Count the lines in the material below that contain the string "query", with uppercase and lowercase letters treated as different, and reply with the number alone.

Begin RECORDS TO PROCESS

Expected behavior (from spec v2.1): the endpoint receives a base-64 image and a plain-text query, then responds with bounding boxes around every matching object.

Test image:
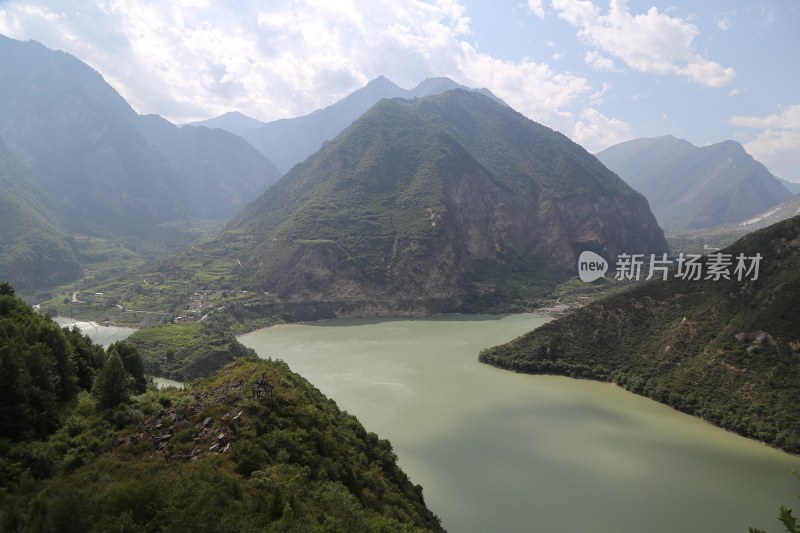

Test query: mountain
[0,36,278,238]
[177,90,667,316]
[480,216,800,453]
[195,72,500,172]
[666,195,800,253]
[0,284,442,532]
[597,135,791,229]
[778,178,800,194]
[137,115,280,219]
[187,111,266,131]
[0,36,182,233]
[0,139,82,289]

End RECORDS TO PROCESS

▶ **RESULT OF THE TASK**: 2